**Excerpted text:**
^^^^^^^^

Random Thoughts (July 27, 2017)

161 days after the Patriots executed the greatest comeback in Super Bowl history over the Falcons, a win that cemented the legacies of Bill Belichick and Tom Brady as the best ever, the Patriots officially open training camp today in Foxboro.

Belichick loaded up this off-season.  He traded for receiver Brandin Cooks and defensive end Kony Ealy and signed cornerback Stephon Gilmore and running backs Mike Gillislee and Rex Burkhead. They retained cornerback Malcolm Butler despite rumors he was so unhappy with his contract that he wanted to be traded.  They also added veteran linebacker David Harris when the Jets decided to cut him recently.

Both locally and nationally there is a lot of chatter that the Patriots are better than their 2007 team that was undefeated up until their stunning loss to the Giants in Super Bowl XLII.  USA Today already predicted an undefeated season for the Patriots and they will not be the last media outlet to do so.

The talk from within the Patriots facility is obviously down playing those predictions.  Matthew Slater called the undefeated talk "disrespectful" and the players that have spoken to the media have said that their focus is on improving one day at a time.  Belichick's first evil glare at the media this summer is expected to be a reply to the first questions relating to 19-0 speculation.

^^^^^^^^

**What you are asked to do:**
Continue the Patriots training camp piece from the sentence about Belichick's glare at the media. The listing that comes next is separate material and has nothing to do with the text about the Patriots opening training camp.

**Given data:**

^^^^^^^^

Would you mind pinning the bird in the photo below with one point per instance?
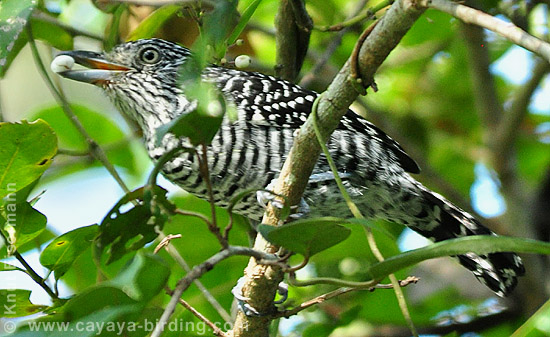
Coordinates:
(143, 80)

^^^^^^^^

**Response for this exercise:**
While keeping the team focused on day-to-day improvement and taking the season one game at a time is likely to be the biggest challenge for Belichick and the other coaches, here are three other areas of concern for training camp and the 2017 season:

1. How will Belichick split reps at quarterback between Brady, Jimmy Garoppolo, and Jacoby Brisset?

Brady is still the man but with Garoppolo not used as trade bait, the expectation is that he is the presumed heir at quarterback and with his rookie contract up at the end of this season he could be in line to take over a year from now.  Watching how many reps Garoppolo is able to get this summer will aid the speculation about his future and Brady's.

Garoppolo and Brisset were both pressed into duty in 2016 so having them prepared for action in 2017, especially considering they are backing up a 40-year-old quarterback, will likely be a priority.

2. How will the defense get to opposing quarterbacks?

While the defense looks great on paper, one area of concern is the pass rush.

Facing the likes of Matt Ryan, Ben Roethlisberger, Derek Carr, Philip Rivers, and Drew Brees, defensive coordinator Matt Patricia is going to have to find a way to manufacture pressure.

Trey Flowers looked like a budding superstar in the second half of last season and in the Super Bowl but he alone will not be enough to pressure the passer.  Rob Ninkovich is getting close to the end of his career - and could possibly be a surprise cut in August due to the depth on the team's roster - and can't be expected to post double-digit sack totals.

Ealy will hopefully help out in this area.  If Geneo Grissom finally lives up to his status as a third round pick it would also be helpful.  Rookies Derek Rivers Deatrich Wise will also have a chance to earn minutes if they can get to the quarterback.

3. Can Dwayne Allen replace Martellus Bennett as Rob Gronkowski's backup?

The Gronk is on the short list when the topic of "who is the best tight end in NFL history?" is discussed but due to his long list of health issues, there's no guarantee that #87 will be on the field come January and February.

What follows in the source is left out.